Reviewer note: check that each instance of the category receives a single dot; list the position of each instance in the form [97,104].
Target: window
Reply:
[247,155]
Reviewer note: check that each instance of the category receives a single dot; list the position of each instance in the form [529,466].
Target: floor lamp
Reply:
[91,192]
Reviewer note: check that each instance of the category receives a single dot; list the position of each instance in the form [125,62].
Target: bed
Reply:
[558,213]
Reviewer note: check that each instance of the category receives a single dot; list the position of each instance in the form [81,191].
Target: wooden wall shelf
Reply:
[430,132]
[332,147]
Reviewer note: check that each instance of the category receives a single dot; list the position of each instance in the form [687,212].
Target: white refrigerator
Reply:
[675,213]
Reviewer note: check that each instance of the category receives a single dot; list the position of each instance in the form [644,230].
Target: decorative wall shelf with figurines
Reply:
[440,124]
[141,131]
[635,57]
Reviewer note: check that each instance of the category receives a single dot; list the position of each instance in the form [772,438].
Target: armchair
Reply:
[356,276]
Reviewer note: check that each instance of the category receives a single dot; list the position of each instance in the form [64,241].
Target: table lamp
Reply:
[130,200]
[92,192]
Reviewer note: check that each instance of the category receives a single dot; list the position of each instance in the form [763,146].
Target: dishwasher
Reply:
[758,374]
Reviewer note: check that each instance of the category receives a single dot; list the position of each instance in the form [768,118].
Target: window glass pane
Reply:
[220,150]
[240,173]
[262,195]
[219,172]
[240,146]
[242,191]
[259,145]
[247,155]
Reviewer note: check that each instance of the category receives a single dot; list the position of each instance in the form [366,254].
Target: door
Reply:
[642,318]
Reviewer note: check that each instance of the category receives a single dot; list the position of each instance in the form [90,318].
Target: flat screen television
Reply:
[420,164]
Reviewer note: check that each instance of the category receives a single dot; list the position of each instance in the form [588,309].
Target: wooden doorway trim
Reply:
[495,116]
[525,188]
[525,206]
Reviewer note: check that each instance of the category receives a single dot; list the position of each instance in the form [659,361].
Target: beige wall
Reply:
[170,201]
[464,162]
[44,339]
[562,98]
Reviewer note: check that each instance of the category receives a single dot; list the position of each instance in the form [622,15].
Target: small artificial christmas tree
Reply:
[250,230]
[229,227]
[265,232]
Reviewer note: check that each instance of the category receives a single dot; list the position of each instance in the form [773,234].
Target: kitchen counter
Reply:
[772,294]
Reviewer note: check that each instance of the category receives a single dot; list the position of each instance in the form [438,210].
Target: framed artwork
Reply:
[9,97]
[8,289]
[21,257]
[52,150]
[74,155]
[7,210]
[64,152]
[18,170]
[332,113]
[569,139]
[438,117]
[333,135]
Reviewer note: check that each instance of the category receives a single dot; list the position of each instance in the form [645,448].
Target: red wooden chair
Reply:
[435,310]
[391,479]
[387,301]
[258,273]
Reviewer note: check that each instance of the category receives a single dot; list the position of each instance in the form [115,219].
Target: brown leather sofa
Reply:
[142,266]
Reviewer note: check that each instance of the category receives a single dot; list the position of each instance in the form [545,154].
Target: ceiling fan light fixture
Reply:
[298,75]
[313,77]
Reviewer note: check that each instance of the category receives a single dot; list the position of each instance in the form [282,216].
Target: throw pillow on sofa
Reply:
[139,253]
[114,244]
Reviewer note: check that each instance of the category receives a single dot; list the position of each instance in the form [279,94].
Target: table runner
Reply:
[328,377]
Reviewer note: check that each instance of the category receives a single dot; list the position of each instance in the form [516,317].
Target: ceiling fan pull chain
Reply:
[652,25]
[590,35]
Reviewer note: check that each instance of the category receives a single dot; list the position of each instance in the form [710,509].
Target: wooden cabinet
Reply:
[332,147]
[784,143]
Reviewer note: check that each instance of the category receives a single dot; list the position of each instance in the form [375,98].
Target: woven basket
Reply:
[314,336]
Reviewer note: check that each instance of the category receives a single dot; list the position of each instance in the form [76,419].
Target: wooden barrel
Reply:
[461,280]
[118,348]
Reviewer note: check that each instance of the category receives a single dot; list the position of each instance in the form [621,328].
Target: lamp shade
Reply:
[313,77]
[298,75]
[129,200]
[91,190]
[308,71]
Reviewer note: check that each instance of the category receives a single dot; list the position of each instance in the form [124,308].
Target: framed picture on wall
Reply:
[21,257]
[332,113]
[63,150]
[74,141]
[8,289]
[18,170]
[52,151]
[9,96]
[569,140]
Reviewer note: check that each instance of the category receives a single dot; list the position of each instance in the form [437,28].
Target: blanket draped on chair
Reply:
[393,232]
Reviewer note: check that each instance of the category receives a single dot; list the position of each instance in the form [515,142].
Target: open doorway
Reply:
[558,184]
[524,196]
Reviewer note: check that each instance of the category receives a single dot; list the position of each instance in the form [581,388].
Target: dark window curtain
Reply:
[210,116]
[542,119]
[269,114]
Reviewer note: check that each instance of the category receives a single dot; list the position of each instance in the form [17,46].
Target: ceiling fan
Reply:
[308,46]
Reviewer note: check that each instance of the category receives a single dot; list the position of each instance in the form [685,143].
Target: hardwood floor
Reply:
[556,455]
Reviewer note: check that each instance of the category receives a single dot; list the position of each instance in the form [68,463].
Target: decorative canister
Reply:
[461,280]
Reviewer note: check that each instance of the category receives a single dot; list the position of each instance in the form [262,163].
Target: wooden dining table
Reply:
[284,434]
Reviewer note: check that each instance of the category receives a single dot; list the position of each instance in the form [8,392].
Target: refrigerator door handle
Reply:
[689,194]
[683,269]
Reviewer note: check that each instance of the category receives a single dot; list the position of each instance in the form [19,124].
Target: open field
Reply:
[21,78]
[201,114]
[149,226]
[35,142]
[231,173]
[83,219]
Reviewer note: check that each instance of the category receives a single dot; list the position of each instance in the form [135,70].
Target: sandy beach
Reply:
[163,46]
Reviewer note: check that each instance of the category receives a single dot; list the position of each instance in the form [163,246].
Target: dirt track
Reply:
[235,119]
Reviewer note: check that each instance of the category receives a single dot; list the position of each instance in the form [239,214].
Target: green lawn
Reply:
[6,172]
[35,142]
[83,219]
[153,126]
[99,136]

####

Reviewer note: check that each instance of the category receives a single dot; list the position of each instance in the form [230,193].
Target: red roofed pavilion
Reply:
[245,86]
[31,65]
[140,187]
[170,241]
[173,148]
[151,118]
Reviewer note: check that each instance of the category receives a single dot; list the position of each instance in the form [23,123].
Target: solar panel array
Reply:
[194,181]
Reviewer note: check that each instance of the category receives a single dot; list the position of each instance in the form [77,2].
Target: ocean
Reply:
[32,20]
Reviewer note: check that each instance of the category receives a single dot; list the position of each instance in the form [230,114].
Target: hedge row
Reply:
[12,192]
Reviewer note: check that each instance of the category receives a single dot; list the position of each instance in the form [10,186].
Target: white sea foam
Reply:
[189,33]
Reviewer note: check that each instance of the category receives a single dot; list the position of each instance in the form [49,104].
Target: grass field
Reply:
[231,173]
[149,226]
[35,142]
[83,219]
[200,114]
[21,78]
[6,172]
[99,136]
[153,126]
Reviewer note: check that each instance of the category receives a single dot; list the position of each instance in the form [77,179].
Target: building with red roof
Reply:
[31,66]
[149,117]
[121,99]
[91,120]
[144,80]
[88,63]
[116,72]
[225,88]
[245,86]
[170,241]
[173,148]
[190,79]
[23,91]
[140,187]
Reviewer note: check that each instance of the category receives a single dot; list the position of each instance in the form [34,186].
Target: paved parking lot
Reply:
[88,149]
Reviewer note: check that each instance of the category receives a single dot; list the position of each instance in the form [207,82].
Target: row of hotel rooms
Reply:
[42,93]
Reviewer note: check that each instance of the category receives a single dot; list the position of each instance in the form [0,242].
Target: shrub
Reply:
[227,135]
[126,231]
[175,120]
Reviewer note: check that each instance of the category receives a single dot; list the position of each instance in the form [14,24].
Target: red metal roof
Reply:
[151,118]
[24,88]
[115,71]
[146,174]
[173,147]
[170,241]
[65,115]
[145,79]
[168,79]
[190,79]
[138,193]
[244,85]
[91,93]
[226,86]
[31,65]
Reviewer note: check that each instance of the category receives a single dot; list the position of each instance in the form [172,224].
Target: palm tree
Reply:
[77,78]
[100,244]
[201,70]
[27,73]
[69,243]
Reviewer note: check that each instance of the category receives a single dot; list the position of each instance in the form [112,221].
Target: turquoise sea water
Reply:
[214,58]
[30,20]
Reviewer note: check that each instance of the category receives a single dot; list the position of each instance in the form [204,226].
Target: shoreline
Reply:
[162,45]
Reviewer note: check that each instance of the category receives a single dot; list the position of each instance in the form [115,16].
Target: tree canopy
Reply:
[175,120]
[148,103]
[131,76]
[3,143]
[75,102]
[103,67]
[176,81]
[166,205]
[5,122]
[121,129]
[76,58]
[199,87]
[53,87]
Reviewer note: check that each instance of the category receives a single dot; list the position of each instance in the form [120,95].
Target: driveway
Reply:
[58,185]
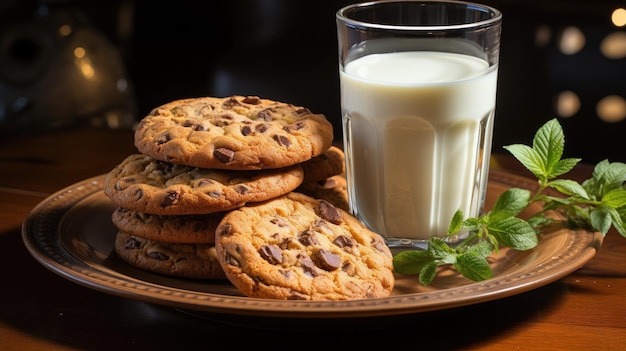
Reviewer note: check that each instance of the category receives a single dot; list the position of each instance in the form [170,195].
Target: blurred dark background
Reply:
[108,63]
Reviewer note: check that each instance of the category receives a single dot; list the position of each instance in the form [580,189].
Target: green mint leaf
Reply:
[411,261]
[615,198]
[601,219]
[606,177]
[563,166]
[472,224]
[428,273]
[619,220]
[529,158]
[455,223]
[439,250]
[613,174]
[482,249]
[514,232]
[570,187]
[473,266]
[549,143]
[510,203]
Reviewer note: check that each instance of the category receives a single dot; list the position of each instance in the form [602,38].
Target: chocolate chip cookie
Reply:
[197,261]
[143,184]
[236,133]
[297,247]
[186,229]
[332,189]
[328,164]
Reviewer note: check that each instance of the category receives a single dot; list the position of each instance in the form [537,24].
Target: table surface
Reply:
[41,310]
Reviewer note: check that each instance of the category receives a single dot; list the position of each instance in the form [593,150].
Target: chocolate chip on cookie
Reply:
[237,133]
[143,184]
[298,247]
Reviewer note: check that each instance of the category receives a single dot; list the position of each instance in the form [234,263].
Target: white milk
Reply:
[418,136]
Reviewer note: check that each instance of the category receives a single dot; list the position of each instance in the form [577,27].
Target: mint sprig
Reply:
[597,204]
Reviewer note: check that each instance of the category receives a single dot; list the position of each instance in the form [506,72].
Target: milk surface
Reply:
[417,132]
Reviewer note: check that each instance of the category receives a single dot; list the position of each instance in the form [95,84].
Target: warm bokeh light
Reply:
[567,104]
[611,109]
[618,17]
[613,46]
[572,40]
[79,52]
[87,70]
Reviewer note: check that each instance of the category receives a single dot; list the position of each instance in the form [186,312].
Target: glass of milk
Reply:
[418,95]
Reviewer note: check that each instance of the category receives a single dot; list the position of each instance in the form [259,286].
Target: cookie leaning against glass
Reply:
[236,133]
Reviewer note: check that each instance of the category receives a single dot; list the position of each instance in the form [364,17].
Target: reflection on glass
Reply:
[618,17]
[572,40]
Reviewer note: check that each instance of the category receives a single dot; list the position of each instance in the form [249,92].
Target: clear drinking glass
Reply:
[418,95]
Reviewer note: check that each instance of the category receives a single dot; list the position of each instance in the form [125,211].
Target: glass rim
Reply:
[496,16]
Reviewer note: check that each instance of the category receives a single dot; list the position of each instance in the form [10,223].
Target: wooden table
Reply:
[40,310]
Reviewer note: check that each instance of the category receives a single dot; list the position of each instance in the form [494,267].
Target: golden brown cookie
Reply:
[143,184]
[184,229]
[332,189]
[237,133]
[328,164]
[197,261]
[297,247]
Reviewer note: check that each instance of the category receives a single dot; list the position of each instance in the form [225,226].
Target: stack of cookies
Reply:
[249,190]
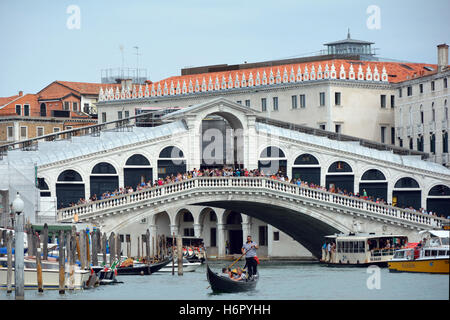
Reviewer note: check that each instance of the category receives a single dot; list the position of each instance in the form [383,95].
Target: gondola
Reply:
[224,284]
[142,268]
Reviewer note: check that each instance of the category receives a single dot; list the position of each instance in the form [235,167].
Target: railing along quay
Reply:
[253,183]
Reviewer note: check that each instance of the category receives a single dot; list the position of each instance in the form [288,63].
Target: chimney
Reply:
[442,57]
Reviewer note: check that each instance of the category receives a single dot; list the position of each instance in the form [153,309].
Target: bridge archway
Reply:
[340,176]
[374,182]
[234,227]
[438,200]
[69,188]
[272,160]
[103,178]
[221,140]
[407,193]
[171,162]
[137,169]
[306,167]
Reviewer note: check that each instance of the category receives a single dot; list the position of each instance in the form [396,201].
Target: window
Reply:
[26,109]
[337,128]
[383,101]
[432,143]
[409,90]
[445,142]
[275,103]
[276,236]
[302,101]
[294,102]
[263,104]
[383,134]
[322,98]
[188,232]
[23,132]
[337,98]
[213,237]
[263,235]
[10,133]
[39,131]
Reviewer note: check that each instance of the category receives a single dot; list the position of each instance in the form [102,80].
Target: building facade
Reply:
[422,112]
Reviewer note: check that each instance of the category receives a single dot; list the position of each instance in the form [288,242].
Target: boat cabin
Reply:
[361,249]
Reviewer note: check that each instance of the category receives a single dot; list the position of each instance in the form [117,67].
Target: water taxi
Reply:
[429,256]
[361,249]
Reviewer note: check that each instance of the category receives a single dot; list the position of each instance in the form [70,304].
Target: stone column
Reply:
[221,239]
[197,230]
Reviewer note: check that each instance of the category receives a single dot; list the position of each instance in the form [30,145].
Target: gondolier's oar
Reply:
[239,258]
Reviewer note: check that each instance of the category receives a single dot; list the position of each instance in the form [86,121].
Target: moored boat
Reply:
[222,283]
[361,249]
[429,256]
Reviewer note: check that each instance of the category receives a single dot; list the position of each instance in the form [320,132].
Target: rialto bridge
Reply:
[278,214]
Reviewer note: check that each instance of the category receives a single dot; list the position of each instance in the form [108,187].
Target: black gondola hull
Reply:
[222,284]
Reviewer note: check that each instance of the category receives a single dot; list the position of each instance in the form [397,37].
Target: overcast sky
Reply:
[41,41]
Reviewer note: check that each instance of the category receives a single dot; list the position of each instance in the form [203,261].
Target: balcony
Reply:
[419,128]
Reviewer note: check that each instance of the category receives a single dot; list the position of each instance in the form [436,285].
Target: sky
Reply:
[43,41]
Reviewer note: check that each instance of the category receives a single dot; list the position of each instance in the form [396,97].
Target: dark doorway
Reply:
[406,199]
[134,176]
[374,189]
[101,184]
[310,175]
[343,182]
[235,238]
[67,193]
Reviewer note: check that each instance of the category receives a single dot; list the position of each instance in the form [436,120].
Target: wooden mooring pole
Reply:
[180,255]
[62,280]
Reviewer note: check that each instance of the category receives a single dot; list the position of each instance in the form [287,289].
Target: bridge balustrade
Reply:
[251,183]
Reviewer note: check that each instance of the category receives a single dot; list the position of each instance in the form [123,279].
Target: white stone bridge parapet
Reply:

####

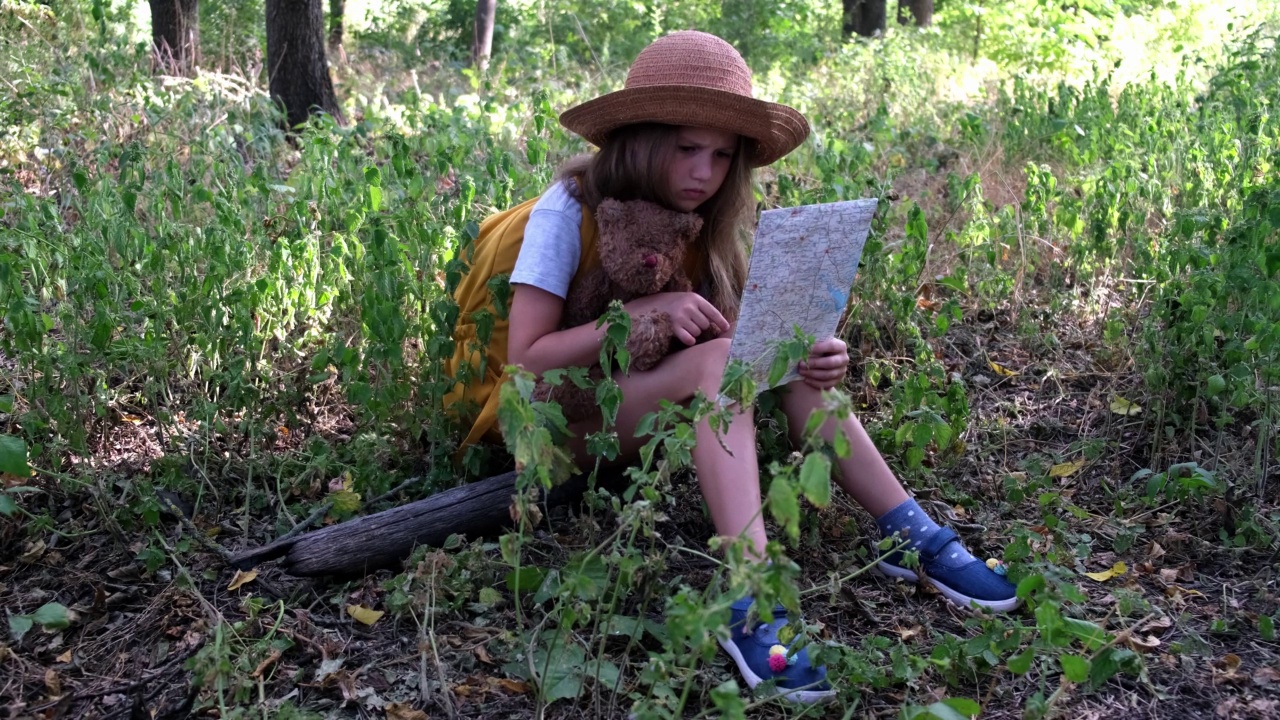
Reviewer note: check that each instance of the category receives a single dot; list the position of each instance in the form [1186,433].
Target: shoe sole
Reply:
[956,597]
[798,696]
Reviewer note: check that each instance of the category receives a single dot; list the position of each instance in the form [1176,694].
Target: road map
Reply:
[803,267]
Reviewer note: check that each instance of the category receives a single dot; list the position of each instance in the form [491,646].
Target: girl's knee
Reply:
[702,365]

####

### [GIVEN PROBLEM]
Which lines in the items above contain the word "window"? Collect every one of them and copy each line in full.

### [ANSWER TO THE TASK]
Target: window
Target: window glass pane
Target: dark window curtain
Target: window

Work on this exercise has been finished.